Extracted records
________________________________________
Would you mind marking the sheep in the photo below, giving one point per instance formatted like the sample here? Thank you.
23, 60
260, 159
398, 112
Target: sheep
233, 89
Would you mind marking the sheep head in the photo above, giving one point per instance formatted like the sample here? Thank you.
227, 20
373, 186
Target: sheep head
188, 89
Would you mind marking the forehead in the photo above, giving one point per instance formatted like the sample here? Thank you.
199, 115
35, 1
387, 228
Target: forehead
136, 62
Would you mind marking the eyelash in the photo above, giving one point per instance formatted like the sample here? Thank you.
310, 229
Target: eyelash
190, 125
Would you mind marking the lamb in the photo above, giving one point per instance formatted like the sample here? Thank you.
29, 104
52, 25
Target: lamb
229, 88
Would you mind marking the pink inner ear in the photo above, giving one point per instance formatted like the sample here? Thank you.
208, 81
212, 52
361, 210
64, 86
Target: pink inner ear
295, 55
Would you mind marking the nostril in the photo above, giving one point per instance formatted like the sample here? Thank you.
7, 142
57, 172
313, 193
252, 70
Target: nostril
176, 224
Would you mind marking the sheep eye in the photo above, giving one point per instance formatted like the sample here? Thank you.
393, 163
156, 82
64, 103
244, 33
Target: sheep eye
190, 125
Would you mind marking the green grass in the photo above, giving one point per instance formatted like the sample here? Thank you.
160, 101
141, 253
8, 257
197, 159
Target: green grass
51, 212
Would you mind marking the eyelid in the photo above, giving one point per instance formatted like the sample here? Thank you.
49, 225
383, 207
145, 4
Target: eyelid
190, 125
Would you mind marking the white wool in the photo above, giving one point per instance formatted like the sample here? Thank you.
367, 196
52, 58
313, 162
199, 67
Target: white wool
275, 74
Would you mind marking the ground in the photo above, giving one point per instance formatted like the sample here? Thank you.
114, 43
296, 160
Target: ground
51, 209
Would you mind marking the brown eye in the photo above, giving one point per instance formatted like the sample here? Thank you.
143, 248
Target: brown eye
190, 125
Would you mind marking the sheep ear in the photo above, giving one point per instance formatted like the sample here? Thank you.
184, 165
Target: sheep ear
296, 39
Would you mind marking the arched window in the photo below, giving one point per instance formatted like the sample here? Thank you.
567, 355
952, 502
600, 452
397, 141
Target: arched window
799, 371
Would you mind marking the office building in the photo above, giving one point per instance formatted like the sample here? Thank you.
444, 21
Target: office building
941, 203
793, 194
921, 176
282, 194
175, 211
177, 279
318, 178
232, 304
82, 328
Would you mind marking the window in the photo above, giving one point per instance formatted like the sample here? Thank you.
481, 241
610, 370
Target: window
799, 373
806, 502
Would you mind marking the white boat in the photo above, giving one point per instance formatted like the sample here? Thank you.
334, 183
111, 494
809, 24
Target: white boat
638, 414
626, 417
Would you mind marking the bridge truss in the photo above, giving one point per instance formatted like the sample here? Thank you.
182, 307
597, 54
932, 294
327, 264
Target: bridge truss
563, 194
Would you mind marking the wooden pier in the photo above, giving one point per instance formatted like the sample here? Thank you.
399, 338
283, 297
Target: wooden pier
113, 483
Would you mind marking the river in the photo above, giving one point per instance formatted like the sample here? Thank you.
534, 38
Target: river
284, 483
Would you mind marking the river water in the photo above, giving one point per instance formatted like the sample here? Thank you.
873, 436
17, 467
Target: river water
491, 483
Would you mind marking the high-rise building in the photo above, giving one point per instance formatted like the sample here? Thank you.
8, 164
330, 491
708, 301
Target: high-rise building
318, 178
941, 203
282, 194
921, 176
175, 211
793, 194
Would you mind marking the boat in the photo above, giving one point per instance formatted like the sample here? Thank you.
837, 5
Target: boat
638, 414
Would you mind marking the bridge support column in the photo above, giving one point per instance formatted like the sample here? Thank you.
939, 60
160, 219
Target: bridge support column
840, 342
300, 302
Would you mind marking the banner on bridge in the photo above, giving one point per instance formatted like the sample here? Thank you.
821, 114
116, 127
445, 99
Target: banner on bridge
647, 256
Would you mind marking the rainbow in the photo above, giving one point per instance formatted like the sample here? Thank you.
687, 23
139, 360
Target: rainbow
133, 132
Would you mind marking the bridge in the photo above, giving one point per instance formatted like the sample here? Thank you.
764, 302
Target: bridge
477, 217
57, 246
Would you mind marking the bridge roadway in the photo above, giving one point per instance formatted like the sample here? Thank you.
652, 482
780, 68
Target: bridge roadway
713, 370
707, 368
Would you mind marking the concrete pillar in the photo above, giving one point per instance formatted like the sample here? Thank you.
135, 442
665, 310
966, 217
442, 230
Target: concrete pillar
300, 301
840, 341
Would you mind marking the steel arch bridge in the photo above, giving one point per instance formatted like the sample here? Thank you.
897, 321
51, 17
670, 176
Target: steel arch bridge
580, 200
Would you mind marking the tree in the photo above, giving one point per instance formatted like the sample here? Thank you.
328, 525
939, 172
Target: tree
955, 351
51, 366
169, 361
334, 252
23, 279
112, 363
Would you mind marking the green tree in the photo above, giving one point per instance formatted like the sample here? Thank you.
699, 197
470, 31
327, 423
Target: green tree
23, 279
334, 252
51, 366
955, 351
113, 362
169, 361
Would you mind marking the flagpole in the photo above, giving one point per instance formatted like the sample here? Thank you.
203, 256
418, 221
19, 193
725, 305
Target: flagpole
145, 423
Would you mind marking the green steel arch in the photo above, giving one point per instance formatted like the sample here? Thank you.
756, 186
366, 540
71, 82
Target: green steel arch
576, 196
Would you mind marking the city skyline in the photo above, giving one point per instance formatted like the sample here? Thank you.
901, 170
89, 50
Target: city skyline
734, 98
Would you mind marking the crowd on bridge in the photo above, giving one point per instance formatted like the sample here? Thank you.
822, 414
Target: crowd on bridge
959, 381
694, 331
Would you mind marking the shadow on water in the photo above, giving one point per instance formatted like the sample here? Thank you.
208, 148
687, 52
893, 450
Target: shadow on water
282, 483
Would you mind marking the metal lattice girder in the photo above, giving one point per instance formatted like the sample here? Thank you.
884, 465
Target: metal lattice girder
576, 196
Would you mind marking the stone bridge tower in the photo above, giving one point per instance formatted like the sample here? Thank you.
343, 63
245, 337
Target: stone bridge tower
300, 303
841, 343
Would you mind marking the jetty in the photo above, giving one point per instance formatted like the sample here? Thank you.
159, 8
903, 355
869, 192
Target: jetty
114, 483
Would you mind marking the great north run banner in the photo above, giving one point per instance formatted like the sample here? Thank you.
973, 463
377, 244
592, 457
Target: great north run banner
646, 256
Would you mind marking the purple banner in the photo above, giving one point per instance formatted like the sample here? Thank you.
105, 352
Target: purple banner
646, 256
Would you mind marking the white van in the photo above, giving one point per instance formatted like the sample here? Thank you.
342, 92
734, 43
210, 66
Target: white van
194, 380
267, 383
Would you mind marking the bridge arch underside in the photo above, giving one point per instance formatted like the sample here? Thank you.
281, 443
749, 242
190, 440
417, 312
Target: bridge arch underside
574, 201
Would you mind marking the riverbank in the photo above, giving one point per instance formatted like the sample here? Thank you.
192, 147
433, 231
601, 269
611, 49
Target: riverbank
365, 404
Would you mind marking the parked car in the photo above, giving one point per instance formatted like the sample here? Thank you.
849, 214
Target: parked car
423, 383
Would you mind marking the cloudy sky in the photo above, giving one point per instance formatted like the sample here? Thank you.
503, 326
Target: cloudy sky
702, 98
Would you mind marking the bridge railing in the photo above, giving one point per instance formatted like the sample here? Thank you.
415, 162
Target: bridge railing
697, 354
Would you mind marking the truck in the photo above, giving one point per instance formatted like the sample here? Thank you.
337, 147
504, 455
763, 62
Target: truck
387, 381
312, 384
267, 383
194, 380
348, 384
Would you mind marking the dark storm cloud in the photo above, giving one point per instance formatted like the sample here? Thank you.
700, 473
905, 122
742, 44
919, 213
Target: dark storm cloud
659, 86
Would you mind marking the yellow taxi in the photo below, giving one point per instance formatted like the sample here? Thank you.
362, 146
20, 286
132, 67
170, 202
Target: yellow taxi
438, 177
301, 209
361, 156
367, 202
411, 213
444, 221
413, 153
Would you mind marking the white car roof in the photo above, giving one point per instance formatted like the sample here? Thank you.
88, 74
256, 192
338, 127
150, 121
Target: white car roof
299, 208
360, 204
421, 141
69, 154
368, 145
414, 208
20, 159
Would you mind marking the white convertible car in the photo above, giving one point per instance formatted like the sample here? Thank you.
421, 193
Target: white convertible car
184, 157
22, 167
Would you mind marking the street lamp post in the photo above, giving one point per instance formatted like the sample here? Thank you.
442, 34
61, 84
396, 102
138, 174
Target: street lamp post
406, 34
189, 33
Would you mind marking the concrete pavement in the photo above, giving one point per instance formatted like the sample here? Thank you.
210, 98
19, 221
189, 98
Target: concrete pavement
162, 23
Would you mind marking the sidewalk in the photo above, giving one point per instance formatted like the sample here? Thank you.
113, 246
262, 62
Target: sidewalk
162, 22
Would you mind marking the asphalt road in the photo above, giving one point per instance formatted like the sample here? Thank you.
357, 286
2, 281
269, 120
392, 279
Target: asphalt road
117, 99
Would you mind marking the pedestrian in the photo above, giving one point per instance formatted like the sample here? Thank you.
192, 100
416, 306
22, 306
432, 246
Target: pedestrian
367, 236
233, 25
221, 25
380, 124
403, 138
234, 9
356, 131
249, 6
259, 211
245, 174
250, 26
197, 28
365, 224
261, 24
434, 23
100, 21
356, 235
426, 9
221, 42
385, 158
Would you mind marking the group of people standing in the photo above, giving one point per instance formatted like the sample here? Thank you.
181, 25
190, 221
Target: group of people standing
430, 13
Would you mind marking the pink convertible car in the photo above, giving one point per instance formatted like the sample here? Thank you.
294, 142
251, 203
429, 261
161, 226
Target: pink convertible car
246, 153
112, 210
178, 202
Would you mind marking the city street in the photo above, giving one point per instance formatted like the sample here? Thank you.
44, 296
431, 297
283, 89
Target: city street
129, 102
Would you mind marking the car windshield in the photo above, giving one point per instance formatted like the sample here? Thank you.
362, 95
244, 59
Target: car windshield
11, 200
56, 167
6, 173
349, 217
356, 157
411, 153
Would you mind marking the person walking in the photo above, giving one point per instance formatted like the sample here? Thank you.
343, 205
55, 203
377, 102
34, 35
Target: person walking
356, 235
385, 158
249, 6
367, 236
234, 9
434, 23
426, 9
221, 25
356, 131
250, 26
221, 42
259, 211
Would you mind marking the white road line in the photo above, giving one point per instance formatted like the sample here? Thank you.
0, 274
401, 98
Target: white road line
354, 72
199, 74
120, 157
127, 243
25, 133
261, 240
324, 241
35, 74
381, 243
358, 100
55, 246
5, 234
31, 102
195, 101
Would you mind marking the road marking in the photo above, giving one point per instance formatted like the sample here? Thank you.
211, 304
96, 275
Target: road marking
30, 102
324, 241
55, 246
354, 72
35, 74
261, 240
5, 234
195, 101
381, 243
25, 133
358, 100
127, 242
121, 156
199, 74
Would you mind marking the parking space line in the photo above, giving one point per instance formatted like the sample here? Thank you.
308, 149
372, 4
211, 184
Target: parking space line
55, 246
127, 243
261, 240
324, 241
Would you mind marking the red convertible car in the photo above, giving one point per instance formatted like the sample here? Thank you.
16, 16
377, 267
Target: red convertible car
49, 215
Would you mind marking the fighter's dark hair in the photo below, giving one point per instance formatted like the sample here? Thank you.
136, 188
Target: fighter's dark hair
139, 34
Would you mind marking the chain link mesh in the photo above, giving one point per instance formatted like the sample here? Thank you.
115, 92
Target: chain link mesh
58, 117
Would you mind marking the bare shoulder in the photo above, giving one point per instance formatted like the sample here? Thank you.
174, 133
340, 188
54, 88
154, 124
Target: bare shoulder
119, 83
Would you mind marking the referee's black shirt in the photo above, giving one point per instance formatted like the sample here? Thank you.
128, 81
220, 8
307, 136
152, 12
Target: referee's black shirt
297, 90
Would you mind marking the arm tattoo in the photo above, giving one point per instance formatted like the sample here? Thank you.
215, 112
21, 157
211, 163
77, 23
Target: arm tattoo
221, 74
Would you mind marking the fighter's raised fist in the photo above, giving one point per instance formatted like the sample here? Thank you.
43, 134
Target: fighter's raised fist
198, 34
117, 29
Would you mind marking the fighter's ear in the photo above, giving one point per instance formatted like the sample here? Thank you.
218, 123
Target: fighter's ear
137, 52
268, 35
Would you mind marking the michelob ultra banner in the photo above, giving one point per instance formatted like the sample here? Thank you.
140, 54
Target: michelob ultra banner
________________________________________
**AIM OF THE TASK**
Starting at the line that contains "Would you mind marking the referee's", repeat each line exactly through the last one in the listing. Include both of those lines and nothing more.

**OUTPUT OF THE EXERCISE**
Would you mind marking the referee's black shirt in the photo above, giving one point per instance formatted like the sample here? Thank you.
128, 81
220, 8
307, 136
152, 12
Target: referee's black shirt
297, 90
Would you mind marking the arm tattoo in the photo above, giving one point per instance formatted like the sample here? Thank you.
215, 112
21, 157
211, 163
77, 23
Target: arm tattoo
221, 74
Would you mind marking the fighter's raised fist in the photo above, giving one point per instance formatted like the sample here? Thank you.
43, 134
Target: fighter's raised fist
198, 34
117, 29
Would you mind marking the fighter's ear in the photo above, giving one point per instance formatted like the sample here? Thank you.
218, 123
Target: fighter's ear
137, 52
268, 35
Would you mind marking the michelob ultra banner in the photo above, giving one point per instance formatted like the sample here? Thank you.
140, 54
Target: michelob ultra banner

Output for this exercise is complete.